- **STORED RECORDS**
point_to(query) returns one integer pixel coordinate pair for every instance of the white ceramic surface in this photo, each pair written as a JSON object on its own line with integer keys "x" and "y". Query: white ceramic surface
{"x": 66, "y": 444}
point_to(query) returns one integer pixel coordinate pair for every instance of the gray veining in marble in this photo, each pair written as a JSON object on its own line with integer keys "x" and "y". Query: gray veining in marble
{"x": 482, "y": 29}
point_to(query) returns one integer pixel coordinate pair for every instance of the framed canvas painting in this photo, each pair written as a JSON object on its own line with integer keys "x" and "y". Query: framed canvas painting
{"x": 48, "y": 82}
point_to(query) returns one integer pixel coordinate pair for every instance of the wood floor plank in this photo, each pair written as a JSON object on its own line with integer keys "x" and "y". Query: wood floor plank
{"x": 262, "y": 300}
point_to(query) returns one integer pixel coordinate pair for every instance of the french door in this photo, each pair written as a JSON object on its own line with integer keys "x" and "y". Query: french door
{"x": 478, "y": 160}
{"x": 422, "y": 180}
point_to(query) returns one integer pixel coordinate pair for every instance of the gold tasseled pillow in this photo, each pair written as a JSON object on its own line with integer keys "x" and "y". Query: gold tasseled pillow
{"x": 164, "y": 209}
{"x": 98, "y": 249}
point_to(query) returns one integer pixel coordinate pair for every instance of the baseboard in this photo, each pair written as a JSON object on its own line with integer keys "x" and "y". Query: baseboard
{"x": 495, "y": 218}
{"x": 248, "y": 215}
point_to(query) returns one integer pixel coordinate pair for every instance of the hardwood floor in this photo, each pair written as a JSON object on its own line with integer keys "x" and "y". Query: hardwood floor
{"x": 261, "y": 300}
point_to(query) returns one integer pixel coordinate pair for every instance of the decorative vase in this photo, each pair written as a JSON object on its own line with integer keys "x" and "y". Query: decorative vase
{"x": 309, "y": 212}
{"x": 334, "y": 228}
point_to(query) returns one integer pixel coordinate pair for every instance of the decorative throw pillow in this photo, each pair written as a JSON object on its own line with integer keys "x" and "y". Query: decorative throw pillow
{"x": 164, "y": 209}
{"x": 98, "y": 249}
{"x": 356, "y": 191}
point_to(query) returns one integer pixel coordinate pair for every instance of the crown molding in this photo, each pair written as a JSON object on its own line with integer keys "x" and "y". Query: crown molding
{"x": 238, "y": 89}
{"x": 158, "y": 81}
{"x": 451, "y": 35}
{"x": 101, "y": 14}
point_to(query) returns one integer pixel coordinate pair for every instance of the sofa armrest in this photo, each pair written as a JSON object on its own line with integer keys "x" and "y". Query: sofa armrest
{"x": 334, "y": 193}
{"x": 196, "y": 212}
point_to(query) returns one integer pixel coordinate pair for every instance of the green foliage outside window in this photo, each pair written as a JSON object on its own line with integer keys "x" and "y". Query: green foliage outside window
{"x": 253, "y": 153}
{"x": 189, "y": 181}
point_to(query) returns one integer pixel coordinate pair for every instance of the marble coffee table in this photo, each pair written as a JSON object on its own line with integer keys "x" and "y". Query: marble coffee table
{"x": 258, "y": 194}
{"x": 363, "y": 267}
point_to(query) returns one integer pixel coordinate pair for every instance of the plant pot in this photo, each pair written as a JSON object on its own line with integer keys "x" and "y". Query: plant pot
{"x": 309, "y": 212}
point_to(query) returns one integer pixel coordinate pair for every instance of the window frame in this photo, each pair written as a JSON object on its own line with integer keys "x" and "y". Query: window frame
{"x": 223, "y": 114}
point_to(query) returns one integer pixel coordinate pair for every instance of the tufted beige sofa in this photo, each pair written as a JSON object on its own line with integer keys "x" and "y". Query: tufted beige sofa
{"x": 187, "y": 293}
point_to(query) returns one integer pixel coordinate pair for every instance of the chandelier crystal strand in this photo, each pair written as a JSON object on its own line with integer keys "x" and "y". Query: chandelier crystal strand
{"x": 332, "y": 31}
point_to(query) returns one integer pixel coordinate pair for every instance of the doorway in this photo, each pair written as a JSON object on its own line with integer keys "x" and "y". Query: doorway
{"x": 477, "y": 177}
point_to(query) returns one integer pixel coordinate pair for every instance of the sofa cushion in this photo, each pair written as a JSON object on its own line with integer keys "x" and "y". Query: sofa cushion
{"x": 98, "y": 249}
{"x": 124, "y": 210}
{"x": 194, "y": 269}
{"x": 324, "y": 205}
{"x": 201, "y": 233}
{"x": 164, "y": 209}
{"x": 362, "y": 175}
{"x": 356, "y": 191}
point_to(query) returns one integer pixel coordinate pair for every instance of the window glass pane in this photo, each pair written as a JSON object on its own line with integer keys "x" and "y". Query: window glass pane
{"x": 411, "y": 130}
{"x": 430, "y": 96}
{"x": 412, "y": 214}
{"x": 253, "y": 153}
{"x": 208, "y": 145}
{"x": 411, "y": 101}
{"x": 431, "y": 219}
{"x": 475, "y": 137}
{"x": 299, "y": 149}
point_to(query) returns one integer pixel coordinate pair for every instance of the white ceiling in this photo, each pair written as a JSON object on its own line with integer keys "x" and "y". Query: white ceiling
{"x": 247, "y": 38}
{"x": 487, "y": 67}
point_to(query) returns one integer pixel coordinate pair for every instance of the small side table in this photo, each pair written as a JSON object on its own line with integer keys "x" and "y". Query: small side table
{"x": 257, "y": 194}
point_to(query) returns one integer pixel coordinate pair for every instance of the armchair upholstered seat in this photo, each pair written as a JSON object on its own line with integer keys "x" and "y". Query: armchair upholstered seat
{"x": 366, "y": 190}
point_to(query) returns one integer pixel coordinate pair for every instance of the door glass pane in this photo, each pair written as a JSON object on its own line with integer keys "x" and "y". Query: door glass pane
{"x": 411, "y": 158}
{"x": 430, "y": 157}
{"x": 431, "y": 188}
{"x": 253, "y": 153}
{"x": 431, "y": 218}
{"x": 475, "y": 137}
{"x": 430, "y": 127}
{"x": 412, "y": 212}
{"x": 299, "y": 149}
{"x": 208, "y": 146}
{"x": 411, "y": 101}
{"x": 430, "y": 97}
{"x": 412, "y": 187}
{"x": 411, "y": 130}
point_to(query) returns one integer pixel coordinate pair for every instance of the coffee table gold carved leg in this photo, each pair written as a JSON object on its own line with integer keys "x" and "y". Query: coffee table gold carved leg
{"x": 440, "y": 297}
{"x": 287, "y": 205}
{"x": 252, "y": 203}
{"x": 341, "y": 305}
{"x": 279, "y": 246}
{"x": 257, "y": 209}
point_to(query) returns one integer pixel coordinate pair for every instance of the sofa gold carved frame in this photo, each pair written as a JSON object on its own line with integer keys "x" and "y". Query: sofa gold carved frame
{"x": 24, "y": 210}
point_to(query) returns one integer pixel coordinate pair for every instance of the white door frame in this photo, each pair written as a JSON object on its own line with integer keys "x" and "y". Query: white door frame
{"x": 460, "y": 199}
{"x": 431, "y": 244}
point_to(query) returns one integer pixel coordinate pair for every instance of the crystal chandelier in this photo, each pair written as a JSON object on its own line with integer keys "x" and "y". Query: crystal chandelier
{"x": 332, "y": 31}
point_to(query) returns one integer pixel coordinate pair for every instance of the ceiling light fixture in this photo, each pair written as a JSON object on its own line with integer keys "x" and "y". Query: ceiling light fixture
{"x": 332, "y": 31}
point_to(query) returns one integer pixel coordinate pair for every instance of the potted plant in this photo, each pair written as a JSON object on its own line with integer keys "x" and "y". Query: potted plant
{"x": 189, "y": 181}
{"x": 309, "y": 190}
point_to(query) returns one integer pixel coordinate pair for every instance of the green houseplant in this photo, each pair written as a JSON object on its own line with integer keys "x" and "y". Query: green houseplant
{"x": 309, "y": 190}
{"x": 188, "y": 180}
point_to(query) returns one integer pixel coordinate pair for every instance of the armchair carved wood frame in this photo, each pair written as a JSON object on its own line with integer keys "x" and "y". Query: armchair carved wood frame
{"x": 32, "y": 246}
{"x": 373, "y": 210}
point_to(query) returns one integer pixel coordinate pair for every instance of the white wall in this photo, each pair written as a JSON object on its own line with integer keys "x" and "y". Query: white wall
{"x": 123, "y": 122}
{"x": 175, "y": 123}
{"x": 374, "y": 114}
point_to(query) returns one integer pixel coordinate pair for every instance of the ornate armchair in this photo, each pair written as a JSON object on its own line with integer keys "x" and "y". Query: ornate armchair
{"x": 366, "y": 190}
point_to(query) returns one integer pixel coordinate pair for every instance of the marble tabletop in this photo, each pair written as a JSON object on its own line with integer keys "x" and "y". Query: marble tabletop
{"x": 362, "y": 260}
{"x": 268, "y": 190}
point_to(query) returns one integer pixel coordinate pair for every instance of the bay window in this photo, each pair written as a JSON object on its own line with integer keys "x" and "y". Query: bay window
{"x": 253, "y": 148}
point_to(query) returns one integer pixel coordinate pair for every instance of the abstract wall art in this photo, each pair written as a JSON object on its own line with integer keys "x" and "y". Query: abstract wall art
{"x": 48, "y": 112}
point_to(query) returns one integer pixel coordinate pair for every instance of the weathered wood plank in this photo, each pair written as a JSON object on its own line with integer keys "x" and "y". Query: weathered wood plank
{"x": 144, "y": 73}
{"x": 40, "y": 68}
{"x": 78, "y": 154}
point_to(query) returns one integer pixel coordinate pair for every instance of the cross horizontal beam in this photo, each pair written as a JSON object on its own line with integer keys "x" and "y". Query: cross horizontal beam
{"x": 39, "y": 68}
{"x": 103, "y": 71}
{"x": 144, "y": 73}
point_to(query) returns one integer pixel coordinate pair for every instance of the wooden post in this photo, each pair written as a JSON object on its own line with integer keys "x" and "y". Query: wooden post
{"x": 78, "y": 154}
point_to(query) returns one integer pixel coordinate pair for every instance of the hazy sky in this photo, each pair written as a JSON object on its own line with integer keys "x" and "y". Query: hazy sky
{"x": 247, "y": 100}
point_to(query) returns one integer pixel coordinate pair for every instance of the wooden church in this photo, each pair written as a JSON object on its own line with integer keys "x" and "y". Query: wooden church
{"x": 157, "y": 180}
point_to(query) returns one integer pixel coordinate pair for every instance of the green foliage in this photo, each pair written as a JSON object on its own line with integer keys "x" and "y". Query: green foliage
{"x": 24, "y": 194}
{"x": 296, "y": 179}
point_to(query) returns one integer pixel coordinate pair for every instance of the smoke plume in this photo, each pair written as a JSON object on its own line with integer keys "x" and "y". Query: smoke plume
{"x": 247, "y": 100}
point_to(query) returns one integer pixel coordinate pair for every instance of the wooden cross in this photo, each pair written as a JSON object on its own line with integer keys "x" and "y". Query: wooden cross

- **THE TASK**
Quote exactly and only the lines from the one holding "green foliage in" through the end of the data.

- **SOLUTION BELOW**
point_to(query) returns one integer pixel coordinate pair for every instance of the green foliage in this photo, each pair written as a JSON object on its own line with integer keys "x" and "y". Query: green foliage
{"x": 24, "y": 194}
{"x": 296, "y": 179}
point_to(query) returns one integer pixel coordinate pair for every instance of the smoke plume in this photo, each pair written as a JSON object on its own line with integer keys "x" and "y". Query: smoke plume
{"x": 247, "y": 100}
point_to(query) returns one integer pixel coordinate pair for every instance of the wooden cross in this photo, each pair written as a JSON object on its own line with integer keys "x" and "y". Query: wooden cross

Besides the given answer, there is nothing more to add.